• **Aim**: Output the lines that start with the one containing "Objective — a point for each instance of the green tablecloth" and continue through the end of the lines below as a JSON list of strings, one string per line and no blank lines, with both ends included.

• **Data listing**:
————
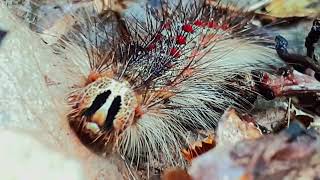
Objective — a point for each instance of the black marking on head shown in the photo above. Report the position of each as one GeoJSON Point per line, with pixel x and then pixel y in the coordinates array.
{"type": "Point", "coordinates": [97, 103]}
{"type": "Point", "coordinates": [112, 112]}
{"type": "Point", "coordinates": [2, 35]}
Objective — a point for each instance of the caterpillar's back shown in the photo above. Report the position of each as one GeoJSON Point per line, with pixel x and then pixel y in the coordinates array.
{"type": "Point", "coordinates": [160, 78]}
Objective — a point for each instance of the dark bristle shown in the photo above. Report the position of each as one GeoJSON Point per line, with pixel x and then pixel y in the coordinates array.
{"type": "Point", "coordinates": [97, 103]}
{"type": "Point", "coordinates": [112, 112]}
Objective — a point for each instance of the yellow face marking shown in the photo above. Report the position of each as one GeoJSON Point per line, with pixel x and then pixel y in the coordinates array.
{"type": "Point", "coordinates": [99, 118]}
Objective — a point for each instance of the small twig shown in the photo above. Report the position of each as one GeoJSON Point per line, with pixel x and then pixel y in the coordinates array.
{"type": "Point", "coordinates": [294, 59]}
{"type": "Point", "coordinates": [312, 38]}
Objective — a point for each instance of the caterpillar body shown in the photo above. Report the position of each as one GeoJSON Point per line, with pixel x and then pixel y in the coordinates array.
{"type": "Point", "coordinates": [172, 73]}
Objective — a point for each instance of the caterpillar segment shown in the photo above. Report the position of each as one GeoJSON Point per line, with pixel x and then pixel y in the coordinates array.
{"type": "Point", "coordinates": [174, 72]}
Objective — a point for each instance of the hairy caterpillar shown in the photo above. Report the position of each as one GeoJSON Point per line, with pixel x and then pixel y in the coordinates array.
{"type": "Point", "coordinates": [161, 77]}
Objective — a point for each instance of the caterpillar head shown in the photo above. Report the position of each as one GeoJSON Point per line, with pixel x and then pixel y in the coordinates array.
{"type": "Point", "coordinates": [102, 110]}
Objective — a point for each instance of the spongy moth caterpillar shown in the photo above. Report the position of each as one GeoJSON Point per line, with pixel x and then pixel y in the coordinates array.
{"type": "Point", "coordinates": [170, 76]}
{"type": "Point", "coordinates": [163, 77]}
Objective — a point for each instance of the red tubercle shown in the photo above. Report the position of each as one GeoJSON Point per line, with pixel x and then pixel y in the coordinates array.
{"type": "Point", "coordinates": [158, 37]}
{"type": "Point", "coordinates": [187, 28]}
{"type": "Point", "coordinates": [212, 24]}
{"type": "Point", "coordinates": [225, 27]}
{"type": "Point", "coordinates": [181, 39]}
{"type": "Point", "coordinates": [166, 25]}
{"type": "Point", "coordinates": [151, 47]}
{"type": "Point", "coordinates": [175, 52]}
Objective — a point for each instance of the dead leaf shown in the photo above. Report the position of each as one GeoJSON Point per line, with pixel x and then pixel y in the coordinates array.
{"type": "Point", "coordinates": [293, 8]}
{"type": "Point", "coordinates": [232, 129]}
{"type": "Point", "coordinates": [198, 148]}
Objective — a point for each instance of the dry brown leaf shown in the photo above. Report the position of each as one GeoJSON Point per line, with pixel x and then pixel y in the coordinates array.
{"type": "Point", "coordinates": [293, 8]}
{"type": "Point", "coordinates": [175, 174]}
{"type": "Point", "coordinates": [198, 148]}
{"type": "Point", "coordinates": [232, 129]}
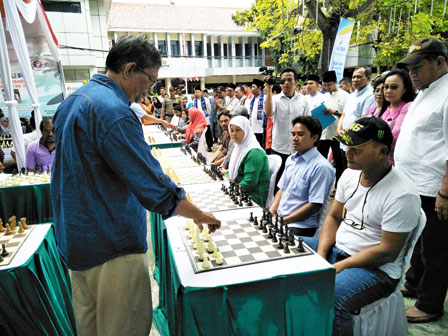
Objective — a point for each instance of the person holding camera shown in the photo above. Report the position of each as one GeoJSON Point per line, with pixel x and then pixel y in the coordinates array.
{"type": "Point", "coordinates": [284, 108]}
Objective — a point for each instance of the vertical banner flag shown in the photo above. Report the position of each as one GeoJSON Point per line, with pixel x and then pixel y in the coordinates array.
{"type": "Point", "coordinates": [340, 47]}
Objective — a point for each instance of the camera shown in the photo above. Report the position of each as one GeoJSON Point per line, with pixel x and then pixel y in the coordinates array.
{"type": "Point", "coordinates": [272, 80]}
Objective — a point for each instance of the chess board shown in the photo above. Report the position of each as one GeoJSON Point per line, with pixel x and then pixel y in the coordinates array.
{"type": "Point", "coordinates": [13, 243]}
{"type": "Point", "coordinates": [212, 198]}
{"type": "Point", "coordinates": [240, 243]}
{"type": "Point", "coordinates": [193, 176]}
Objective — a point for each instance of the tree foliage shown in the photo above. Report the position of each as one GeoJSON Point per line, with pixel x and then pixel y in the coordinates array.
{"type": "Point", "coordinates": [388, 26]}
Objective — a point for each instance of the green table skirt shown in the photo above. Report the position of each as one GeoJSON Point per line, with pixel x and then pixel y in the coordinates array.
{"type": "Point", "coordinates": [35, 298]}
{"type": "Point", "coordinates": [297, 304]}
{"type": "Point", "coordinates": [32, 202]}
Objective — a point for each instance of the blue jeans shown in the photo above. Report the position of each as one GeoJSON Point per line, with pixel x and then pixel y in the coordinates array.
{"type": "Point", "coordinates": [354, 289]}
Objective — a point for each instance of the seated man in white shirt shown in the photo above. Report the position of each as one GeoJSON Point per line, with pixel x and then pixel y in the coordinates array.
{"type": "Point", "coordinates": [366, 232]}
{"type": "Point", "coordinates": [306, 181]}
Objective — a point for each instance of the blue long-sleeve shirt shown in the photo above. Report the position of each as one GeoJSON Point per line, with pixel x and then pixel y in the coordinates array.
{"type": "Point", "coordinates": [103, 177]}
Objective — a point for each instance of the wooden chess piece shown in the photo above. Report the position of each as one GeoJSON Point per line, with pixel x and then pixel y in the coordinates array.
{"type": "Point", "coordinates": [8, 230]}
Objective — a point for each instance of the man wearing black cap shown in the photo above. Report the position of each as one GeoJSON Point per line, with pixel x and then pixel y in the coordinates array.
{"type": "Point", "coordinates": [365, 234]}
{"type": "Point", "coordinates": [315, 98]}
{"type": "Point", "coordinates": [334, 100]}
{"type": "Point", "coordinates": [422, 152]}
{"type": "Point", "coordinates": [256, 110]}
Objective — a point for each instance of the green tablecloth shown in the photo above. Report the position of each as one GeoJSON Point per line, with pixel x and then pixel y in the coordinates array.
{"type": "Point", "coordinates": [32, 202]}
{"type": "Point", "coordinates": [166, 145]}
{"type": "Point", "coordinates": [297, 304]}
{"type": "Point", "coordinates": [35, 298]}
————
• **Correct result**:
[
  "Objective — a point for each instance of the green tablecloth shown in the photo above. Report the position of each as one GeoJSON Point per line, with pixel x and then pixel y in the coordinates array.",
  "{\"type\": \"Point\", \"coordinates\": [32, 202]}",
  "{\"type\": \"Point\", \"coordinates\": [166, 145]}",
  "{\"type\": \"Point\", \"coordinates\": [297, 304]}",
  "{\"type\": \"Point\", \"coordinates\": [35, 298]}"
]